Texto para leitura:
▽
RAIO X
Não é de hoje que no 6º ano de Ensino
Fundamental temos uma radiografia nítida de uma realidade que se vê sempre como
nova, no grupo de professores que iniciam com esses meninos e meninas a segunda
fase do Ensino Fundamental. Os alunos são outros, os desafios semelhantes e os
professores os mesmos, consequentemente a radiografia não poderia dar outro
diagnóstico senão este, o 6º ano é:
- “avoados”
- “negligentes”
- “apresentam muitas dificuldades, mas
não fazem as lições...”
- gostam apenas de “brincar”
- são muito “dependentes” ... é para
copiar à lápis ou caneta ......
- são “indisciplinados”, etc.
O que será que aconteceu, disseram que
eram alunos muito bons, estudavam, se respeitavam, faziam silêncio durante as
aulas, respeitavam os colegas e a professora. Ouve-se com frequência “não é
possível este menino (a) não é mais o mesmo”.
Realmente temos uma radiografia do 6º
ano que nos dá um diagnóstico e exige um fazer pedagógico sincronizado entre os
professores e destes para com os meninos e meninas do 6º ano. Isto sem falar da
força da família (mãe) sobre os filhos e tentativas de determinar nossa ação
pedagógica.
Toda radiografia quando bem-feita
possibilita um diagnóstico nos mínimos detalhes, consequentemente a intervenção
“medicamentosa” será eficiente e eficaz. Tudo dependerá do fazer pedagógico e
gerenciamento da sala de aula.
RAIO X do 6º ano: São alunos vindos de
uma série, cujo professor era uma única professora, com talvez alguns outros
professores de Ed. Física, Arte, Informática. Nesse quadro “pedagógico” a professora
mantinha a rotina, “pelo olhar, seu aluno já a conhecia”, assegurando assim um
maior controle sobre os alunos.
△
Extraia do texto sobre o 6º ano, sem nenhuma alteração, o trecho que começa nas palavras "Realmente temos uma" e termina logo após "sala de aula.".

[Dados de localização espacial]
▽
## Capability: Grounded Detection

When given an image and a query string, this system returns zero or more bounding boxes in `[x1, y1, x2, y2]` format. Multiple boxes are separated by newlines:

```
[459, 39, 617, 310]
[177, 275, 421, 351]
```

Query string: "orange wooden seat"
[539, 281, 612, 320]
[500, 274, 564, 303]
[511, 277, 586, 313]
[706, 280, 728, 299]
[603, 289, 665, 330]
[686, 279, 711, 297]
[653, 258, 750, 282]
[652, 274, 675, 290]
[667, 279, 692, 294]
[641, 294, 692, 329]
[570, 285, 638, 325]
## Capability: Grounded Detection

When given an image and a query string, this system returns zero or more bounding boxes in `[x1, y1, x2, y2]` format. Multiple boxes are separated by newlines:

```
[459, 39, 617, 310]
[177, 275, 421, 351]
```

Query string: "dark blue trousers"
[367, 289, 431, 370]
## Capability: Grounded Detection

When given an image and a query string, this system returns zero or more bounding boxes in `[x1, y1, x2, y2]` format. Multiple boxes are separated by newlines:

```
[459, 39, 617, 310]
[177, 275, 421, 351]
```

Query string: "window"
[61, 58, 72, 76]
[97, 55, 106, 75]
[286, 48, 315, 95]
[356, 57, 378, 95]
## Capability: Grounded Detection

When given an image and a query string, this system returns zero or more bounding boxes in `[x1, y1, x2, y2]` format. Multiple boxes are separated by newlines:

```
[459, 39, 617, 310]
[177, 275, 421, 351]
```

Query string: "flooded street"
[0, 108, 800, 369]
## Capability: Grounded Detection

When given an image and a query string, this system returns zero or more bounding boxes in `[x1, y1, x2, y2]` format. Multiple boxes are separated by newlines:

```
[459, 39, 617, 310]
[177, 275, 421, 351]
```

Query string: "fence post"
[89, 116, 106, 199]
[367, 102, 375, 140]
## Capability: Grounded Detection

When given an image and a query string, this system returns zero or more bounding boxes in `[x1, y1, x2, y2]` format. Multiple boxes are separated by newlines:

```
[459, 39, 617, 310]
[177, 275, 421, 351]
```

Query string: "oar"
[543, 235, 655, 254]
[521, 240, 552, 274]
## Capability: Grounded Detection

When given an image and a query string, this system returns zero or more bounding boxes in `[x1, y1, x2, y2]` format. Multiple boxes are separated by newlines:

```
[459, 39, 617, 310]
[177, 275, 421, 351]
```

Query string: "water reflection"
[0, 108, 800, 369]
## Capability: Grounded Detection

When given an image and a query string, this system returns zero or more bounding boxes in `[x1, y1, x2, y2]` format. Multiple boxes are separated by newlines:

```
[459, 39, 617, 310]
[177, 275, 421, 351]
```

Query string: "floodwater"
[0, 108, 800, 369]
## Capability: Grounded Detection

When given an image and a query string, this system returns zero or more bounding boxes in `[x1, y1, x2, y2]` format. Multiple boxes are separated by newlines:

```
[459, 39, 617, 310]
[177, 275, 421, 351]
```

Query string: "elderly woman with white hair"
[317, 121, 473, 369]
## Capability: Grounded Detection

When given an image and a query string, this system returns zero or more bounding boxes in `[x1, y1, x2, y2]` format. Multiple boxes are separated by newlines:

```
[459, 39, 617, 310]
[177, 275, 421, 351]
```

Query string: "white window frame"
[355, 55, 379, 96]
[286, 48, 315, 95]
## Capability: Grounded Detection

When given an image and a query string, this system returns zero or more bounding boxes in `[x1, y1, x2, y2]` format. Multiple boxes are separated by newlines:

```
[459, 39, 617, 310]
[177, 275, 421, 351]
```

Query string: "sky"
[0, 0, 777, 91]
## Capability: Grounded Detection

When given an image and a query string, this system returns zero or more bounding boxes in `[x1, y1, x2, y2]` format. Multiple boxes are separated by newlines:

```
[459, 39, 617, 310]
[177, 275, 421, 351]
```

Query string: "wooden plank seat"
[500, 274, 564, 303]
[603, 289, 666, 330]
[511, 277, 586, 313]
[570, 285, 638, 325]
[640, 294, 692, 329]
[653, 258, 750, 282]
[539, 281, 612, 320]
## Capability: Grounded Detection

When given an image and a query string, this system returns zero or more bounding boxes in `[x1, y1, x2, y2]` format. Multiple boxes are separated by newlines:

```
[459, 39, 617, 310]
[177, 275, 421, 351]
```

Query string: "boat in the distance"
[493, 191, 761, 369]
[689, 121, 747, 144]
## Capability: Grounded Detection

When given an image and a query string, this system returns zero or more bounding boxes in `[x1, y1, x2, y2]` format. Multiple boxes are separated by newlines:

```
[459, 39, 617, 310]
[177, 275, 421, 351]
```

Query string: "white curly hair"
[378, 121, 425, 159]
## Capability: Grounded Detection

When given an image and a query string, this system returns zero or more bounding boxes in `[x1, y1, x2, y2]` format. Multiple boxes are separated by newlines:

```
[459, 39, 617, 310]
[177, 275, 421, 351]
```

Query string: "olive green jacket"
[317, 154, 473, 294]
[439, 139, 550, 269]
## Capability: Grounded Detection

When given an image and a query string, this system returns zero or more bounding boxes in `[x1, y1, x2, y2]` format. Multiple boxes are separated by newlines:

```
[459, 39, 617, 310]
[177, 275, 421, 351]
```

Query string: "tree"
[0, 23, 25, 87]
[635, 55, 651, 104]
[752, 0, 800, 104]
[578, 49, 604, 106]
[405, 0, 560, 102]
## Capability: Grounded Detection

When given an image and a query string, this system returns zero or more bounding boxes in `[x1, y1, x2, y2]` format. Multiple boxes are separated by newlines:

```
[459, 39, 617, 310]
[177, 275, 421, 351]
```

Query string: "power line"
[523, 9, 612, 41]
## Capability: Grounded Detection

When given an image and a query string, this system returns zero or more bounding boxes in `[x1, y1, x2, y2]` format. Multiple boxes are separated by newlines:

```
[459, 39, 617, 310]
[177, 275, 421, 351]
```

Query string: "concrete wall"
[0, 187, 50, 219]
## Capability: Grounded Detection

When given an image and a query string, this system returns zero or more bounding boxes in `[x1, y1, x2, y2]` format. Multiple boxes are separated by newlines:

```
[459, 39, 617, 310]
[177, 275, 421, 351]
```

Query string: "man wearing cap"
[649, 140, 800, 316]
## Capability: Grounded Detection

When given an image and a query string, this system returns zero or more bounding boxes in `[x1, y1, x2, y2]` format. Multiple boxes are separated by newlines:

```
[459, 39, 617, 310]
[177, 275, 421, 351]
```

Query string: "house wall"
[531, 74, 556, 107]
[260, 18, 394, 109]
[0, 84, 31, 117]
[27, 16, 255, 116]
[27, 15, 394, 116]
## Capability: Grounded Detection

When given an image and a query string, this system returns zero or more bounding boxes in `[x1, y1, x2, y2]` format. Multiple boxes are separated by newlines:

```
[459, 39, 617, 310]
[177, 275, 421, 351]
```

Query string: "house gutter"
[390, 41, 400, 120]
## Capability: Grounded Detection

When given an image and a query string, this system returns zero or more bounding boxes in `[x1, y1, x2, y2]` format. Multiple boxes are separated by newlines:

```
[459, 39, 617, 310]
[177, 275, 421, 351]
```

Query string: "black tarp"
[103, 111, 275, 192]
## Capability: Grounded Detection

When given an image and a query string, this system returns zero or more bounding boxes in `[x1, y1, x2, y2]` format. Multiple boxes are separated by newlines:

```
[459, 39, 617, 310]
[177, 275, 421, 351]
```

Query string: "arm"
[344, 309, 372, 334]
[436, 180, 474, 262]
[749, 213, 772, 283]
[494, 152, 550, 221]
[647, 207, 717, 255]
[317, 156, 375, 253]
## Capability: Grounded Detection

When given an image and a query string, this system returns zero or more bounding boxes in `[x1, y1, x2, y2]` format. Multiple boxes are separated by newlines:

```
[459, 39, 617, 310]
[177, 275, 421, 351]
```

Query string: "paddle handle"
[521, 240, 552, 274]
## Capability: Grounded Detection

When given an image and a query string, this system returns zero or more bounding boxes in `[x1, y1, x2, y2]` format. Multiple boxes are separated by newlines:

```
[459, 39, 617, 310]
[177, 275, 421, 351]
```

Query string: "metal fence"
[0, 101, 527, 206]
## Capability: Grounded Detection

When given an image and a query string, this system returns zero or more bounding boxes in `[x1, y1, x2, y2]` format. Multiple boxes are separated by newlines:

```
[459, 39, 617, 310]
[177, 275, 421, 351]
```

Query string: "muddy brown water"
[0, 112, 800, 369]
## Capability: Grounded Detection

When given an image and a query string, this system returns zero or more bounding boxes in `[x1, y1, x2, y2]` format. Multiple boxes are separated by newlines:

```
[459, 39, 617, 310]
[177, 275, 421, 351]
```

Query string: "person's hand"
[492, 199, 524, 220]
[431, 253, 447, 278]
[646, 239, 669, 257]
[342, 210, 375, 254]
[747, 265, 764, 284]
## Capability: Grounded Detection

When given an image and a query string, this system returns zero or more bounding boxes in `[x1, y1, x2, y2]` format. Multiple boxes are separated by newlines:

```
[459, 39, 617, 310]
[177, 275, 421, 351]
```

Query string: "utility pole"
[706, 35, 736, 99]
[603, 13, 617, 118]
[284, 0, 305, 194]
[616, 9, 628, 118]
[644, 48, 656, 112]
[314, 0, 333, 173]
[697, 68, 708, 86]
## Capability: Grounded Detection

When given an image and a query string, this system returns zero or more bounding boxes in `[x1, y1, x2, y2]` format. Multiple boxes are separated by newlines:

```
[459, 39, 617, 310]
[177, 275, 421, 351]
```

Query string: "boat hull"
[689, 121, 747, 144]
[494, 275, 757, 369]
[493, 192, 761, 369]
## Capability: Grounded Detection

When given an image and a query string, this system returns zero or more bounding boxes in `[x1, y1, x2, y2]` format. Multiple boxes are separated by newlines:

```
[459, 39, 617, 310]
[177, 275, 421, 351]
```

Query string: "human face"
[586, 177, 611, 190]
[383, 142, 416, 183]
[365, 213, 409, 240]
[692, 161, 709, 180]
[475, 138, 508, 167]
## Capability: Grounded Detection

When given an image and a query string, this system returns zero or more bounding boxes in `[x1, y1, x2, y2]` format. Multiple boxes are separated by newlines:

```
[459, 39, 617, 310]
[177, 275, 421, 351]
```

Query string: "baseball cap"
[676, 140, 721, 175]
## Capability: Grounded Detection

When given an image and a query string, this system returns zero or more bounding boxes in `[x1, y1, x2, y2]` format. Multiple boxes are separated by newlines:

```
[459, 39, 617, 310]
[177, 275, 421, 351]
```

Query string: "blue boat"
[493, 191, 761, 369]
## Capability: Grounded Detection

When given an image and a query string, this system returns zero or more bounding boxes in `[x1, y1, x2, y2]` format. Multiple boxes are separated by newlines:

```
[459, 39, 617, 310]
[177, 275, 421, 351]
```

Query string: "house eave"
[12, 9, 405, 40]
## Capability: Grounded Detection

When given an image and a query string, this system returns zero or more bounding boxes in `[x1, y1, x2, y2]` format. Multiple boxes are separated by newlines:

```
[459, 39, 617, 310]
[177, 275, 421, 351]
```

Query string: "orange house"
△
Resultado:
Realmente temos uma radiografia do 6º
ano que nos dá um diagnóstico e exige um fazer pedagógico sincronizado entre os
professores e destes para com os meninos e meninas do 6º ano. Isto sem falar da
força da família (mãe) sobre os filhos e tentativas de determinar nossa ação
pedagógica.
Toda radiografia quando bem-feita
possibilita um diagnóstico nos mínimos detalhes, consequentemente a intervenção
“medicamentosa” será eficiente e eficaz. Tudo dependerá do fazer pedagógico e
gerenciamento da sala de aula.